### [EXCERPT PROVIDED]
[MLIR][OpenMP] Add Taskloop Collapse Support (llvm#175924)

Following work completed in llvm#174386 and llvm#174623, this patch adds support
for collapse to Taskloop. Collapse allows for the user to compress
multiple loop nests into a single loop, and for this to work with
Taskloop, there needs to be some changes to how we process the loops,
and the tasks that run them.

This patch brings Taskloop equivalent to OpenMP 4.5 support for MLIR and
Flang.

Author: Stylie777

llvm/include/llvm/Frontend/OpenMP/OMPIRBuilder.h

@@ -1482,6 +1482,9 @@ class OpenMPIRBuilder {
   /// \param Mergeable If the given task is `mergeable`
   /// \param Priority `priority-value' specifies the execution order of the
   ///                 tasks that is generated by the construct
+  /// \param NumOfCollapseLoops Defines the number of loops that are being
+  /// collapsed. The default value is 1, as thats the value when collapse is not
+  /// used.
   /// \param DupCB The callback to generate the duplication code. See
   /// documentation for \ref TaskDupCallbackTy. This can be nullptr.
   /// \param TaskContextStructPtrVal If non-null, a pointer to  to be placed
@@ -1494,7 +1497,8 @@ class OpenMPIRBuilder {
       Value *LBVal, Value *UBVal, Value *StepVal, bool Untied = false,
       Value *IfCond = nullptr, Value *GrainSize = nullptr, bool NoGroup = false,
       int Sched = 0, Value *Final = nullptr, bool Mergeable = false,
-      Value *Priority = nullptr, TaskDupCallbackTy DupCB = nullptr,
+      Value *Priority = nullptr, uint64_t NumOfCollapseLoops = 1,
+      TaskDupCallbackTy DupCB = nullptr,
       Value *TaskContextStructPtrVal = nullptr);
 
   /// Generator for `#omp task`

llvm/lib/Frontend/OpenMP/OMPIRBuilder.cpp

@@ -2098,7 +2098,8 @@ OpenMPIRBuilder::InsertPointOrErrorTy OpenMPIRBuilder::createTaskloop(
     llvm::function_ref<llvm::Expected<llvm::CanonicalLoopInfo *>()> LoopInfo,
     Value *LBVal, Value *UBVal, Value *StepVal, bool Untied, Value *IfCond,
     Value *GrainSize, bool NoGroup, int Sched, Value *Final, bool Mergeable,
-    Value *Priority, TaskDupCallbackTy DupCB, Value *TaskContextStructPtrVal) {
+    Value *Priority, uint64_t NumOfCollapseLoops, TaskDupCallbackTy DupCB,
+    Value *TaskContextStructPtrVal) {
 
   if (!updateToLocation(Loc))

### [GIVEN PROBLEM 1]
Count the lines in the records that contain the string "above", and give only the number.
The commit text and the records were drawn from different sources.

### [MATERIALS PROVIDED]
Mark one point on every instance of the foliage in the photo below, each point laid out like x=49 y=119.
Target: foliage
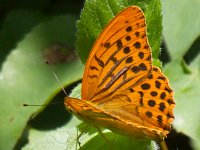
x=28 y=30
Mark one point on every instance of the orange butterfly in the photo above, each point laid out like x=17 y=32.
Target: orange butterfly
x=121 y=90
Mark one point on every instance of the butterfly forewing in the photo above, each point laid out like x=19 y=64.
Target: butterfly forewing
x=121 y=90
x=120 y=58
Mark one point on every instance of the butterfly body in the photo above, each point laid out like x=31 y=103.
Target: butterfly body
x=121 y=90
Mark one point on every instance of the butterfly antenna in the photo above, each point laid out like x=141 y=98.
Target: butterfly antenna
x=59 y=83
* * *
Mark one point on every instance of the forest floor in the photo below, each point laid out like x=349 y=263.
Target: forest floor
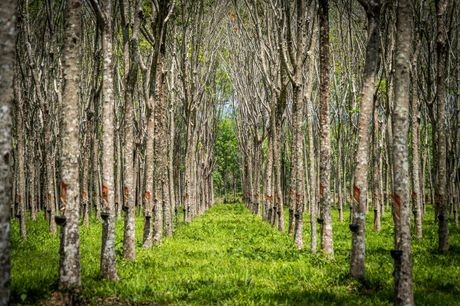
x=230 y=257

### [GIVEN PROBLEM 2]
In the commit text, rename "NumOfCollapseLoops" to "CollapseDepth" and write out the passage starting at "llvm/include/llvm/Frontend/OpenMP/OMPIRBuilder.h" and ending at "can be nullptr.".

### [CORRECT RESPONSE 1]
4

### [CORRECT RESPONSE 2]
llvm/include/llvm/Frontend/OpenMP/OMPIRBuilder.h

@@ -1482,6 +1482,9 @@ class OpenMPIRBuilder {
   /// \param Mergeable If the given task is `mergeable`
   /// \param Priority `priority-value' specifies the execution order of the
   ///                 tasks that is generated by the construct
+  /// \param CollapseDepth Defines the number of loops that are being
+  /// collapsed. The default value is 1, as thats the value when collapse is not
+  /// used.
   /// \param DupCB The callback to generate the duplication code. See
   /// documentation for \ref TaskDupCallbackTy. This can be nullptr.